ITEMS =
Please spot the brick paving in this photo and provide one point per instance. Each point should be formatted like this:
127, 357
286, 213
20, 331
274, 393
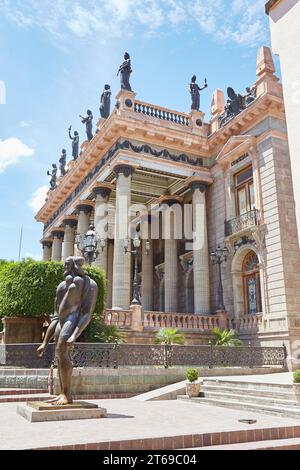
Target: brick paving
136, 425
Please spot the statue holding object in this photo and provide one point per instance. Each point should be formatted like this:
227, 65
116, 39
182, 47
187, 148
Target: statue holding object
74, 305
105, 102
195, 92
88, 121
125, 71
75, 143
53, 175
62, 162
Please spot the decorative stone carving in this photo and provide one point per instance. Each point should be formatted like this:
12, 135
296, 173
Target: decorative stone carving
236, 103
103, 191
126, 170
53, 175
120, 145
88, 121
75, 143
105, 102
202, 186
84, 208
62, 162
195, 93
125, 72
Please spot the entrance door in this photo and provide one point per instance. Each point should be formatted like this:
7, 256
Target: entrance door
251, 281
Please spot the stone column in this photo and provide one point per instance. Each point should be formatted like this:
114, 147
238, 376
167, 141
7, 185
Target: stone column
171, 266
200, 252
84, 212
122, 260
69, 238
109, 276
147, 277
58, 236
47, 250
101, 194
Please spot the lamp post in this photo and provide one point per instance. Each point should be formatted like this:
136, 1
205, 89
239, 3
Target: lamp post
136, 243
218, 257
89, 244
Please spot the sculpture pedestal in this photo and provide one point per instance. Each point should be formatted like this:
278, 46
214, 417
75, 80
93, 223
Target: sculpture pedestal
40, 411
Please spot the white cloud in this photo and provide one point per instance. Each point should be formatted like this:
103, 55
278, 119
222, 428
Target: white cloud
26, 123
38, 198
240, 21
12, 151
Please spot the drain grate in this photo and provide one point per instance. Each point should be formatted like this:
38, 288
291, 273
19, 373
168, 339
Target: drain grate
247, 421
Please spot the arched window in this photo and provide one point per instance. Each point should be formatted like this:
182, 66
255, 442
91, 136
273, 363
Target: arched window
251, 282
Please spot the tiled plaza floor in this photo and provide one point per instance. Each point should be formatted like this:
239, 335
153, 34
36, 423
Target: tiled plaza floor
129, 419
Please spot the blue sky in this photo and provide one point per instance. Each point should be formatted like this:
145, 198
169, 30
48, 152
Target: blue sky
56, 56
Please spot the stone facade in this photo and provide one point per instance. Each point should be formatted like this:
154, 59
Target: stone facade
152, 164
284, 17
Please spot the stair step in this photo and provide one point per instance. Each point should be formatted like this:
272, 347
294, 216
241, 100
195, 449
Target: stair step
232, 389
24, 397
261, 408
21, 391
250, 398
249, 385
277, 444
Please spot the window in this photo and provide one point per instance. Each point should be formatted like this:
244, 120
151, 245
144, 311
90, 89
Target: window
244, 191
251, 282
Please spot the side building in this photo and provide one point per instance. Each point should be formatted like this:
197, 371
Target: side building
231, 176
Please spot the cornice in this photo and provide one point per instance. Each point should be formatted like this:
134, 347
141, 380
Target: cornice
106, 143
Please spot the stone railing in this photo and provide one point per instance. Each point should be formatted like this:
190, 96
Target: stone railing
249, 323
243, 221
179, 320
119, 318
162, 113
122, 355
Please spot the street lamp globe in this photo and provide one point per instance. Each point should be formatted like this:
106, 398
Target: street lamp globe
136, 242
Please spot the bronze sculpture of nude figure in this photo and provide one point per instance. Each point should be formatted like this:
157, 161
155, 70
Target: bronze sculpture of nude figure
75, 302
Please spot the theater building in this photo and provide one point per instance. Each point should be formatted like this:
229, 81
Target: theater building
235, 167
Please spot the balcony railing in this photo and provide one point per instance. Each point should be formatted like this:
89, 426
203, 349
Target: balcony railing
161, 113
243, 221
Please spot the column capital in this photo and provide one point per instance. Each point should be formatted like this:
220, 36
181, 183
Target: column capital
200, 182
126, 170
170, 199
47, 243
198, 185
103, 189
58, 233
85, 207
70, 222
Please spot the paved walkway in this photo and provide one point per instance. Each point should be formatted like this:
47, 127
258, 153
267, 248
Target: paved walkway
129, 419
282, 378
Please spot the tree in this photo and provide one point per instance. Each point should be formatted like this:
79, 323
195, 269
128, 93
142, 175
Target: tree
28, 288
225, 338
169, 336
110, 334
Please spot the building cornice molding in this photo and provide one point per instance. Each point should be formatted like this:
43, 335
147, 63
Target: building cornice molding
235, 147
271, 4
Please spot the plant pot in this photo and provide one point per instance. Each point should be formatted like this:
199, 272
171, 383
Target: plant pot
192, 389
296, 388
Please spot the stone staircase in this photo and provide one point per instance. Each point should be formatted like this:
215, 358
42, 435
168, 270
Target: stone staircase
22, 394
268, 398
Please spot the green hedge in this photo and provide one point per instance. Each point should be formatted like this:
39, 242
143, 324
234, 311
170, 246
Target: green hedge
27, 288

STATED PROBLEM =
Reproduce the lines word for word, starting at the one holding "Please spot the tree" and ending at the final line of the material above.

ANSWER TO THE EXERCISE =
Please spot the tree in this photo and provide one point per instance. Each point should be formatted like this:
79, 323
195, 269
128, 93
142, 175
Target: tree
28, 288
225, 338
169, 336
110, 334
Please spot the building cornice molding in this photo and provide one point per instance. Each point should be formatted like this:
43, 335
147, 63
Target: building cornice molding
235, 147
271, 4
Please spot the plant pot in this photo and provide one point per instance. Each point should be formatted like this:
199, 272
171, 383
Target: plant pot
192, 389
296, 388
Please spot the stone staircase in this photo and provide one point per instance. Each point should be formatted like this:
215, 358
42, 435
168, 270
Target: stone staircase
22, 394
268, 398
Please spot the green hedge in this photo and provide one point per instance. Each point should be formatted like this:
39, 242
143, 324
234, 311
170, 246
Target: green hedge
27, 288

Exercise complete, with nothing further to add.